• **Given problem**:
Return each line of the material verbatim.

• **Dataset extract**:

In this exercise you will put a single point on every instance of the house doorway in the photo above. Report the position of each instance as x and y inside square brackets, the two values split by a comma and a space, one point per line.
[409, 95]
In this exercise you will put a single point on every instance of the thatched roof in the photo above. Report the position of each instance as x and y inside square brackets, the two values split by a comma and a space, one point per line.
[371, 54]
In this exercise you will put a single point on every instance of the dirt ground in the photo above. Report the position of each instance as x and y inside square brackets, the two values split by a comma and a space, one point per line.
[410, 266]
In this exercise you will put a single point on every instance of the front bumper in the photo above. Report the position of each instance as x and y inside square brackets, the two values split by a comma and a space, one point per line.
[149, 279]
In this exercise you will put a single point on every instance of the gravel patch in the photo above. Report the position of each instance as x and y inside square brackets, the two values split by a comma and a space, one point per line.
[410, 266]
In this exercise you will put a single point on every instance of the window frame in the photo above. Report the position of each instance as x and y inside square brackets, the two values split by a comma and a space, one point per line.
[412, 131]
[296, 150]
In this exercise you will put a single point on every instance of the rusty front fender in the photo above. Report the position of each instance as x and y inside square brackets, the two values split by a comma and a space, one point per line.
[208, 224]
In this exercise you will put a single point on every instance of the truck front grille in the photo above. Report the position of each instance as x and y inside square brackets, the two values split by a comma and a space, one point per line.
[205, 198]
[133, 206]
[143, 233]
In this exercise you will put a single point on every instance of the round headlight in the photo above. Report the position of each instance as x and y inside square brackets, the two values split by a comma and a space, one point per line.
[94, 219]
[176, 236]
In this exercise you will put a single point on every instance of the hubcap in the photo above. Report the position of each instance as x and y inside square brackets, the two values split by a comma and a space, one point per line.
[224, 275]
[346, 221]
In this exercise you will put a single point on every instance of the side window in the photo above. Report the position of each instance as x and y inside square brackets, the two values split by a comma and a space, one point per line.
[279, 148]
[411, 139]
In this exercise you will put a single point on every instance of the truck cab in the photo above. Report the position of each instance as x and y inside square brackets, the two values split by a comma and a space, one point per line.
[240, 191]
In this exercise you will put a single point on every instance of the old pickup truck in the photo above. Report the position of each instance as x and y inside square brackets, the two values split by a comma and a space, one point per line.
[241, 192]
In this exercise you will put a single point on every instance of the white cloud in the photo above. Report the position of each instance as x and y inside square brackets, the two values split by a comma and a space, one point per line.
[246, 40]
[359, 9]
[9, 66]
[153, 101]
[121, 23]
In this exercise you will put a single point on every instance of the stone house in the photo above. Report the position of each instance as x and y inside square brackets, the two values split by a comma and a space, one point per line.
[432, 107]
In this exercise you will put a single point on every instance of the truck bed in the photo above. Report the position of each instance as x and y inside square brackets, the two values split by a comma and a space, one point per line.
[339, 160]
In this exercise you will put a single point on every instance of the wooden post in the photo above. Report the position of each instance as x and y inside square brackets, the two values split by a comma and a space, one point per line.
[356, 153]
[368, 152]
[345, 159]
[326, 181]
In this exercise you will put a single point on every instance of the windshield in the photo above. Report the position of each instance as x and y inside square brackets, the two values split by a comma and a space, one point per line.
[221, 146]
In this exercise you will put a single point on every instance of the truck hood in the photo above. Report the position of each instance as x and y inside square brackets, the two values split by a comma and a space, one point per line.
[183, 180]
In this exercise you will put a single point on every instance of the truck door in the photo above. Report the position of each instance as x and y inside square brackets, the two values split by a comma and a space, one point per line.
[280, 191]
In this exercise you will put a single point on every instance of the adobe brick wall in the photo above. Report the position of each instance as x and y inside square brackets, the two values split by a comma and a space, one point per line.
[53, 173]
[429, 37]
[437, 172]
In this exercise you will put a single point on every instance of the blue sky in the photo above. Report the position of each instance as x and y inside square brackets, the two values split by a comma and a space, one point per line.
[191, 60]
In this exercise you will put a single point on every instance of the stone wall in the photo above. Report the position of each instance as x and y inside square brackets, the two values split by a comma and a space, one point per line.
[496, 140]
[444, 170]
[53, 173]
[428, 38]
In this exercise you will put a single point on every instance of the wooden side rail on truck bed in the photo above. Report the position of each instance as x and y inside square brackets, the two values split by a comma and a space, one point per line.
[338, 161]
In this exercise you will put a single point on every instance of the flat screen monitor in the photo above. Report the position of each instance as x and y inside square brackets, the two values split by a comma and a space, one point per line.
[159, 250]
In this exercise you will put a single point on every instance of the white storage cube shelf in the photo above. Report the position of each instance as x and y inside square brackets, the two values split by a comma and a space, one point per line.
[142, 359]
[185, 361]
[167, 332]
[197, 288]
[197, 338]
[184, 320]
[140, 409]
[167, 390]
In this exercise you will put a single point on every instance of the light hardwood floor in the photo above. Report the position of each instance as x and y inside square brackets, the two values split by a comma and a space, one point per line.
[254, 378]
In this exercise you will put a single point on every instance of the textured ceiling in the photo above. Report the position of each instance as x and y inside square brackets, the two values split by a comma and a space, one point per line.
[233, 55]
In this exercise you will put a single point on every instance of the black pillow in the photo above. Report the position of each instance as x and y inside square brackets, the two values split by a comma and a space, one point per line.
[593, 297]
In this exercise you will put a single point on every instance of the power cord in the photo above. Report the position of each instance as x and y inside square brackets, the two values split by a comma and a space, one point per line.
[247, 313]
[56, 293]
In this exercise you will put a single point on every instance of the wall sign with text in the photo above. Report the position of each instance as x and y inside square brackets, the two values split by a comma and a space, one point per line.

• **Correct result**:
In this exercise you will put a single point on every instance of the house doorway in the photo above. Report the position of each instance as x and y inside square brackets, the two values split by a comma and a space, one point per line.
[409, 95]
In this exercise you will put a single point on every instance of the thatched roof in the photo above. Report the position of each instance as x and y inside square brackets, the two values split by a comma and a space, one point per line.
[371, 54]
In this exercise you will put a single point on every instance of the dirt ground in the photo above. Report the position of each instance as x and y inside square brackets, the two values split by a comma and a space, one point per line.
[410, 266]
In this exercise you will put a single point on every instance of the front bumper in the photo above. Report the position of each instance as x and y inside square brackets, the two values split by a comma and a space, one point per line.
[149, 279]
In this exercise you will put a single point on every instance of the gravel patch in the photo above. Report the position of each instance as x and y inside square brackets, the two values split by a comma and a space, one point per line.
[410, 266]
In this exercise you will put a single point on every instance of the window frame in the photo above. Report the position of each instance as x and y inside square brackets, the two values split by a comma and a space, one point per line.
[412, 131]
[296, 150]
In this exercise you will put a single point on every instance of the rusty front fender in the photo above. Report the position of each instance as x and y inside square brackets, the two values split by a comma and a space, one point per line.
[208, 224]
In this exercise you will put a single point on every instance of the truck front grille in the photo above. Report the position of each instance as x and y inside square brackets, the two values split by a comma and a space, one point per line.
[205, 198]
[133, 206]
[143, 233]
In this exercise you will put a single point on every instance of the round headlight in the photo above. Report the position of each instance as x and y inside square brackets, the two values split by a comma and a space, one point per line.
[94, 219]
[176, 236]
In this exercise you will put a single point on every instance of the hubcap in the photo above. Report the position of each instance as x and y inside square brackets, the two values split by a comma and a space, one point per line.
[224, 275]
[346, 221]
In this exercise you will put a single point on every instance of the side window in the photo above. Report the position of each instance as x and y inside square brackets, the two values split by a comma and a space, one point per line.
[279, 148]
[411, 139]
In this exercise you will put a single point on every instance of the truck cab in the photo above. Report the position of each instance as x and y inside square brackets, the two values split by a comma and a space, one point per line.
[240, 191]
In this exercise you will put a single point on every instance of the old pickup truck in the photo above. Report the position of each instance as x and y inside square brackets, the two values split by a comma and a space, one point per line.
[241, 192]
In this exercise you will put a single point on every instance of the white cloud in the photo above. Report the position of each instance as x and y inside square brackets, the two values split by a comma and a space, one point per line.
[246, 40]
[359, 9]
[9, 66]
[153, 101]
[121, 23]
In this exercise you will put a single point on every instance of the stone house in the photo above. Report the position of each instance as x and y inside square brackets, the two values split by a comma and a space, one point per line.
[432, 107]
In this exercise you will put a single point on every instance of the truck bed in the photo above. Report the position of each instance as x and y inside square brackets, the two values split by a comma and a space, one point per line.
[339, 160]
In this exercise you will put a single point on every instance of the wooden post in the photo above. Report the position of each instance as x and y inside square brackets, the two values split by a comma and a space, one point per line.
[356, 153]
[368, 152]
[345, 159]
[326, 181]
In this exercise you will put a single point on every instance of the windshield in the photo above. Report the position of each instance as x and y inside square brackets, the two values split by a comma and a space, one point per line.
[221, 146]
In this exercise you will put a single point on every instance of the truck hood in the photo above. Report the position of each instance as x and y inside square brackets, the two values split by a comma and a space, one point per line.
[183, 180]
In this exercise you will put a single point on every instance of the truck door in the photo above. Report the position of each instance as x and y inside square brackets, the two values split by a comma and a space, one point per line.
[280, 191]
In this exercise you will put a single point on every instance of the adobe brick wall in the photo above. Report the position of each instance as x and y inside square brackets, the two values split by a comma and a space, one point per line.
[53, 173]
[429, 37]
[437, 172]
In this exercise you will put a single point on every instance of the blue sky in the photo above. Report the position of each instance as x and y inside square brackets, the two values split by a comma and a space, one point per line.
[191, 60]
In this exercise you will put a single point on every instance of the stone wall in the photo above. Report the position of each instance as x and y inside square brackets, the two values split by a comma and a space, one point per line.
[496, 140]
[444, 170]
[53, 173]
[428, 38]
In this exercise you will put a single point on every instance of the wooden side rail on truck bed in the photo above. Report the position of each instance as x and y inside square brackets, the two values split by a comma and a space, one point per line.
[338, 161]
In this exercise you will put a single point on every instance of the flat screen monitor in the photo above. Report the position of each instance as x and y inside square brackets, the two values split by a comma and a space, one point per line.
[159, 250]
In this exercise you will put a single point on every instance of the white storage cube shelf in the photo above. Report the position of each instance as x and y inside square brackets, the two values split by a comma and a space, one point per line.
[142, 359]
[185, 361]
[167, 332]
[197, 288]
[197, 338]
[184, 320]
[140, 409]
[167, 390]
In this exercise you will put a single point on every instance of the light hardwood floor in the photo above. Report the position of each instance as x and y inside square brackets, the two values split by a comma and a space, one point per line.
[254, 378]
In this exercise you will put a single point on every instance of the textured ceiling in the photo above. Report the position of each instance as x and y inside square brackets, the two values split by a comma and a space, one point per line.
[233, 55]
In this exercise you will put a single point on every instance of the black pillow in the photo above. Report the position of each instance as x and y inside square brackets, the two values split by a comma and a space, one point per line.
[593, 297]
In this exercise you will put a single point on every instance of the power cord in the photo above. Report the position of each instance as x and y inside square brackets, the two values split by a comma and a space, one point per line.
[247, 313]
[56, 293]
In this exercise you will put a single point on every instance of the wall sign with text in the photo above. Report the position of each instance as x and y inside square brackets, the two values split by a comma and a space, one point per line.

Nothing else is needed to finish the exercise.